Friday, February 29, 2008

Social Networking and On-Line Advertising

On-line Advertising is a big business. Actually, it is a HUGE business. And the big and small Social Networks are trying to take their cut of the pie.

There are many estimates of On-Line advertising:
- Rayport estimates the US market to be $28 Billion, with the Big Three (Google, Yahoo and Microsoft) commanding 85% of that market. (Business Week)
- Jerry Yang estimated the worldwide on-line advertising market to be $45 Billion this year and growing teo $75 Billion by 2011 in his recent letter to Yahoo! stockholders.
- Google had revenue of nearly $5 Billion last Quarter – so a $20 Billion run rate by themselves that is mostly advertising based. Yahoo is at a nearly $7 Billion run rate.
- "Google, Yahoo, Microsoft, and AOL each regularly see a minimum of 100 (sic) million unique visitors each month, according to research firm comScore (SCOR). Advertisers that want to reach a big audience are still likely to gravitate toward an established portal.” (Business Week)

Advertisers are spending a larger portion of their budgets online versus traditional Print, TV and Radio. I was discussing with one large advertiser (over $200M annual advertising budget) that they were shifting their online ad budget from 10% to 35% of their overall budget.

--------------------------------------------------

§ Written exercise 1
Count the lines of the records that contain the string "roller", and give only that number.
The post on online advertising and the records have no connection to each other.

--------------------------------------------------

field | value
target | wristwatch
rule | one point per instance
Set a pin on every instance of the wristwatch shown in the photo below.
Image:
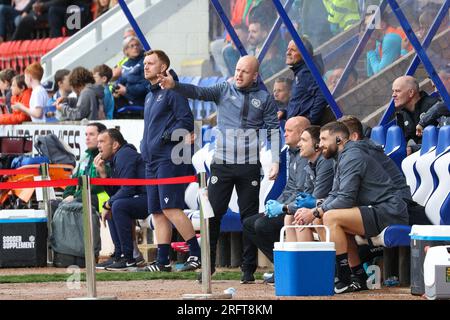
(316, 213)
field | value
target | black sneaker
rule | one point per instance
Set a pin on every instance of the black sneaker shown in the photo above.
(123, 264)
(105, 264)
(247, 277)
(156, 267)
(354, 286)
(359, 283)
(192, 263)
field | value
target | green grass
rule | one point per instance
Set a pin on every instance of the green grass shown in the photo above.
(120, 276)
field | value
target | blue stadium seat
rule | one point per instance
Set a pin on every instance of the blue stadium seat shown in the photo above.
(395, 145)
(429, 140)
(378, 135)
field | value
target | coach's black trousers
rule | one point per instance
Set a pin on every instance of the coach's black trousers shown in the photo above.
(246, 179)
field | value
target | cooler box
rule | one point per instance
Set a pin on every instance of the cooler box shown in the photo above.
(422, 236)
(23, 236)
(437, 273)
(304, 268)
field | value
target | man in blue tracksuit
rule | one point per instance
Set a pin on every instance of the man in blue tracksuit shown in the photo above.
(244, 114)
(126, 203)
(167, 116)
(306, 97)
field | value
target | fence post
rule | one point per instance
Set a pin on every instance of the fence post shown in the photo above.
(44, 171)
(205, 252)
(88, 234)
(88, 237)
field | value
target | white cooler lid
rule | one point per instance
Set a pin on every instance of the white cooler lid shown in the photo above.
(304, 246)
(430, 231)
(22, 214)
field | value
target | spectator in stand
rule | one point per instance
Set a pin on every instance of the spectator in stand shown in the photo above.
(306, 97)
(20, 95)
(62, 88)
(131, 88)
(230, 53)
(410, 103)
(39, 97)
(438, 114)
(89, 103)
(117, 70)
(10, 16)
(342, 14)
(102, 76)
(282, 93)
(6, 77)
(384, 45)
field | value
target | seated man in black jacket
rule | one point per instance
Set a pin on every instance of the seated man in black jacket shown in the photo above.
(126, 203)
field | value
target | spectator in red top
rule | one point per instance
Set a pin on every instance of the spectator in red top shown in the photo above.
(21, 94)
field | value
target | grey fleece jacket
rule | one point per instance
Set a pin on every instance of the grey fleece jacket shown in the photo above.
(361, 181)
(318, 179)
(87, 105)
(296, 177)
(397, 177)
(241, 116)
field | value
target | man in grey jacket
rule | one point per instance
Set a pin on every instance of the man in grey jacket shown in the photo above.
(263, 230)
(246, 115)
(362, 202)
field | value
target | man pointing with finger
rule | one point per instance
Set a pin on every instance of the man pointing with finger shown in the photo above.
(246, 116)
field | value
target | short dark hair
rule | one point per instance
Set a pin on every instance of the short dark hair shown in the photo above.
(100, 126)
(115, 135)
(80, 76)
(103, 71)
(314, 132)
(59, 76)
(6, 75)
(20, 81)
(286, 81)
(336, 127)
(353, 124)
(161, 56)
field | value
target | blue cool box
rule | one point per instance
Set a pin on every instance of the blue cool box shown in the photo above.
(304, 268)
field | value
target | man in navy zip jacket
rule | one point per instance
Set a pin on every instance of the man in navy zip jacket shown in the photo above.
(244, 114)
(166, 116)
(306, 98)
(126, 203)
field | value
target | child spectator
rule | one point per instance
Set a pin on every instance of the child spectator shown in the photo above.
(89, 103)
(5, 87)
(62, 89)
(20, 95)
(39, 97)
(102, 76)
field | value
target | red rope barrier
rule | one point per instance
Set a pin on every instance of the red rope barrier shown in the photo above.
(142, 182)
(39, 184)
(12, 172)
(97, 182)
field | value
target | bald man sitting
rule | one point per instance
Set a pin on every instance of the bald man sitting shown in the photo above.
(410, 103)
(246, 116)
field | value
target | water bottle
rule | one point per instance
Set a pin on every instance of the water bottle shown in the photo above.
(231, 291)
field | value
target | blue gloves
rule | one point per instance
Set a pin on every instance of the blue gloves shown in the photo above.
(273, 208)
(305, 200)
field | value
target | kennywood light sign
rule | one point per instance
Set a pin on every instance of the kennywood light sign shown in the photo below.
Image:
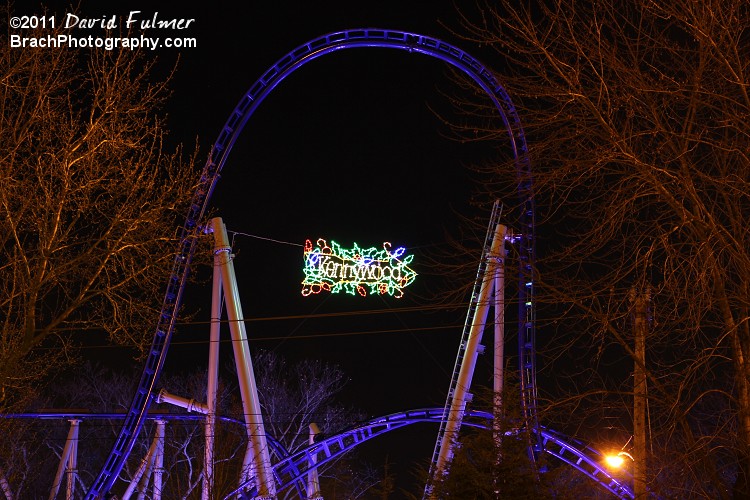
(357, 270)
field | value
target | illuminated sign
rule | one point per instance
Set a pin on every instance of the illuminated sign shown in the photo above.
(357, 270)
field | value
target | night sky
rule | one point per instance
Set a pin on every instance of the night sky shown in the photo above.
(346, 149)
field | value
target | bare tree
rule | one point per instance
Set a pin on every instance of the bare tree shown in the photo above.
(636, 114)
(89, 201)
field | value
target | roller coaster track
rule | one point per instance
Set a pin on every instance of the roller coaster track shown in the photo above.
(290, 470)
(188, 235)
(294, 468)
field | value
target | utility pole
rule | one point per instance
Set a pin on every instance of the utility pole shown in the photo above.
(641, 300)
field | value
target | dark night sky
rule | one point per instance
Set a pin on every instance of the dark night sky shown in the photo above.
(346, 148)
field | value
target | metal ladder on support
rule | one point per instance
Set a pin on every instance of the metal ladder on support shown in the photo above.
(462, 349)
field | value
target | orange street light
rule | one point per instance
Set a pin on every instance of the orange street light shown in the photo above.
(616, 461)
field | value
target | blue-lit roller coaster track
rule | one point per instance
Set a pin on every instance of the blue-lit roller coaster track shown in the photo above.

--------------------------------------------------

§ Written exercise 2
Repeat word for word the post on online advertising above, everything from "Social Networking and" down to "market. (Business Week)".

§ Complete response 1
4

§ Complete response 2
Social Networking and On-Line Advertising

On-line Advertising is a big business. Actually, it is a HUGE business. And the big and small Social Networks are trying to take their cut of the pie.

There are many estimates of On-Line advertising:
- Rayport estimates the US market to be $28 Billion, with the Big Three (Google, Yahoo and Microsoft) commanding 85% of that market. (Business Week)